• _BRIEF_
Here is a set of records. Copy them all exactly.

------ INFORMATION SHOWN ------

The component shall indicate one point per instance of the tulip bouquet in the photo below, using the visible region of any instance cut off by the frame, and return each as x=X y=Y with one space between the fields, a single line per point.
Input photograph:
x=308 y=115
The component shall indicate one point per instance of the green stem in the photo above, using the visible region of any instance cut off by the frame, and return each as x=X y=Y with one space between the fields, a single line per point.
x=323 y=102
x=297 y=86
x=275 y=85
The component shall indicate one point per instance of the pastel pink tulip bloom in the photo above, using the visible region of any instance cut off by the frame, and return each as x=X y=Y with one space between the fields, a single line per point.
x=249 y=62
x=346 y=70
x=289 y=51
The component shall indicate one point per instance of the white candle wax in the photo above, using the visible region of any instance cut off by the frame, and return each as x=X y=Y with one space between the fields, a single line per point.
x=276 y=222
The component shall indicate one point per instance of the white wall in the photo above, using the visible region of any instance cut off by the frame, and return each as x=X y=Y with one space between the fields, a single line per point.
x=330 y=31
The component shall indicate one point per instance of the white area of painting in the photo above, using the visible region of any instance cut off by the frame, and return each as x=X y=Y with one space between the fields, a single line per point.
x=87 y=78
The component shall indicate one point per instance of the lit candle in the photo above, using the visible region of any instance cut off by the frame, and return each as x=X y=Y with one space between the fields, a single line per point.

------

• _TASK RESULT_
The component shall indicate one point per instance of the tulip bouquet in the photo below, using the visible region of any instance cut off by the frame, and return each as x=X y=Y with one space between the fields, a single line per point.
Input photograph:
x=308 y=115
The component shall indicate one point per instance of the green stem in the photo above, using the visible region of any instance cut off by the frame, and return each as x=X y=Y with one space between the fields, a single line per point.
x=323 y=102
x=297 y=86
x=275 y=85
The component shall indicate one point per instance of the pastel pink tulip bloom in the photo above, using the visible region of any instance cut off by the frame, and return each as x=X y=Y with one space between the fields, a single line per point.
x=249 y=62
x=346 y=70
x=289 y=51
The component shall indicate one point per instance of the white candle wax in the photo above, using the visible region of any instance cut off by the frame, and return each as x=X y=Y with one space between the fields, a single line per point.
x=276 y=222
The component shall indicate one point per instance of the white wall in the photo above, using the visible region of any instance cut off by the frame, and return each as x=X y=Y with one space between the fields, a single line per point.
x=330 y=31
The component shall indicate one point per instance of the white area of painting in the photo above, using the visible region of any instance cut off by the frame, and return each as x=X y=Y with one space between the fields, a single line per point.
x=87 y=78
The component shall indicate one point per instance of the lit candle in the photo above, using the visible region of any instance cut off by the frame, and return each as x=X y=Y with one space between the fields, a single line per point.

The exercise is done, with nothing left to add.